There pool reports 5.92TB total storage used. Note that their pool reports this full 5.92 as "duplicated" which is correct as the data of disk 6 and 9 are identical.

Disk 1 (L7): 2.63TB

Disk 10 (R7):2.63TB

Their pool reports 5.26TB total storage used. Note that their pool reports this full 5.26TB as "duplicated" which is correct as the data of disk 1 and 10 are identical.

Then you have the pool z which contains Disk 6,9,1,10 for a total space used of 11.18TB however this pool does not properly report the type of data so what it instead reports now is:

10TB Mirror LR3 5.92TB exactly 50% of the data is "other"

10TB Mirror LR7 5.26TB exactly 50% of the data is "other"

The pie charts you can also see this but the numbers are different becuase I manually balanced by then.

------------

Your tasks:
**1.** Rewrite the storage pool passage starting at "Disk 1 (L7): 2.63TB" and ending at "10 are identical.", swapping "identical" for "the same".
**2.** In the storage pool passage, what total space used is given for pool z?

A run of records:
------------

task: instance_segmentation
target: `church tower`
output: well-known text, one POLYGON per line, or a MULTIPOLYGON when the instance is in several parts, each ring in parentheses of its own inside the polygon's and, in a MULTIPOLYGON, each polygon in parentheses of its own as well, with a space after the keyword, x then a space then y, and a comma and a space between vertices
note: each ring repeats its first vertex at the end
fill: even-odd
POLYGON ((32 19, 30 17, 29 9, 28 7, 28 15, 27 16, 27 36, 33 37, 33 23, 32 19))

------------

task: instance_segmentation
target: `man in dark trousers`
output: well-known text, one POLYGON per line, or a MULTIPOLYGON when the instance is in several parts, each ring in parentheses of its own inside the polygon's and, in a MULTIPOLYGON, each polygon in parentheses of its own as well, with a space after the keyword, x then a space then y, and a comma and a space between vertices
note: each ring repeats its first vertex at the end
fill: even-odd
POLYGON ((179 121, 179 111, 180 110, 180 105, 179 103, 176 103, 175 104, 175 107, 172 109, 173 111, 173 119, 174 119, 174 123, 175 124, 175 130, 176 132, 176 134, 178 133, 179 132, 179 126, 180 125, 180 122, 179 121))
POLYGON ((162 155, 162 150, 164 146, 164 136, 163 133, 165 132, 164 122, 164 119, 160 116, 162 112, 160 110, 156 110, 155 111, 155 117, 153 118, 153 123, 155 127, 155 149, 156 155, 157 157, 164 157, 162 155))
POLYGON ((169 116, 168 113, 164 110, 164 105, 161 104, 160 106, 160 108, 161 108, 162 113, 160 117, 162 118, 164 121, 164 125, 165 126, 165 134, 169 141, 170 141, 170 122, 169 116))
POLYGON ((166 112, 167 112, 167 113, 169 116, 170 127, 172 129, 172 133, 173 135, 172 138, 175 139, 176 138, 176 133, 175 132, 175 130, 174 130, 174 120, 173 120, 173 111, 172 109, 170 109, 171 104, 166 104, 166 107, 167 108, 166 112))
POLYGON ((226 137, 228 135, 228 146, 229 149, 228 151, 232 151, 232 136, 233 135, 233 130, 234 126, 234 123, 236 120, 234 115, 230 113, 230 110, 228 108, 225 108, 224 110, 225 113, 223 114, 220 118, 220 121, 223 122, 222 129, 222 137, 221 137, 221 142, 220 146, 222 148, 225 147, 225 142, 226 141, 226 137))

------------

Solved problems:
**1.**
Disk 1 (L7): 2.63TB

Disk 10 (R7):2.63TB

Their pool reports 5.26TB total storage used. Note that their pool reports this full 5.26TB as "duplicated" which is correct as the data of disk 1 and 10 are the same.

**2.** 11.18TB